# [WHAT IS ASKED]
- 1) According to the Pirelli excerpt, since what year has Pirelli been the only tyre supplier for F1?
- 2) Output the part of the Pirelli excerpt starting at "Pirelli acknowledged the" and ending at "emphasis on sustainability.", copied word for word.

# [SOURCE EXCERPT]
Pirelli has been the exclusive tyre supplier for F1 since 2011, and also provides rubber for the Formula 2 and Formula 3 support series.

The FIA launched the process for tyre manufacturers to lodge their interest in taking on the next three-year supply deal earlier this week. It gave extensive details of what is expected from any interested manufacturers in terms of the technical specifications of the tyres they would supply.

Pirelli acknowledged the development in a statement on Wednesday and said it was considering its response.

“The FIA has now published the invitation to participate in the next tender process for the supply of tyres to the top single-seater championships – FIA F1 world championship, F2 and F3 – for the three year period from 2025-2027 (with an option for 2028),” said the manufacturer.

“The document outlines technical characteristics that are broadly in line with the tyres used today and their relevance to technology transfer from track to road, putting a particular emphasis on sustainability.

# [MATERIAL PROVIDED]
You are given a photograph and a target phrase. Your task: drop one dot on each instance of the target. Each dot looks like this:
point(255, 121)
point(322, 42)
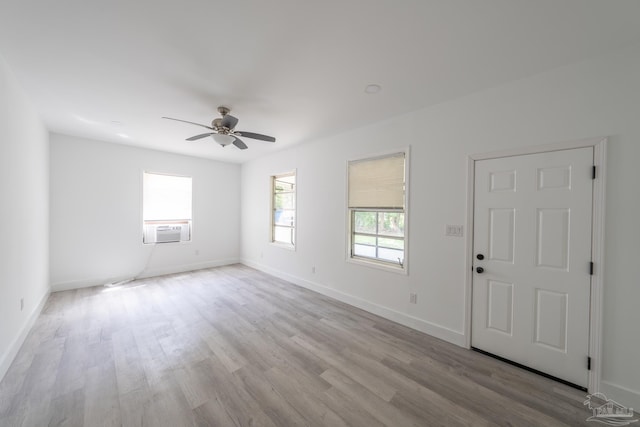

# [TASK SOLUTIONS]
- 1) Since 2011.

- 2)
Pirelli acknowledged the development in a statement on Wednesday and said it was considering its response.

“The FIA has now published the invitation to participate in the next tender process for the supply of tyres to the top single-seater championships – FIA F1 world championship, F2 and F3 – for the three year period from 2025-2027 (with an option for 2028),” said the manufacturer.

“The document outlines technical characteristics that are broadly in line with the tyres used today and their relevance to technology transfer from track to road, putting a particular emphasis on sustainability.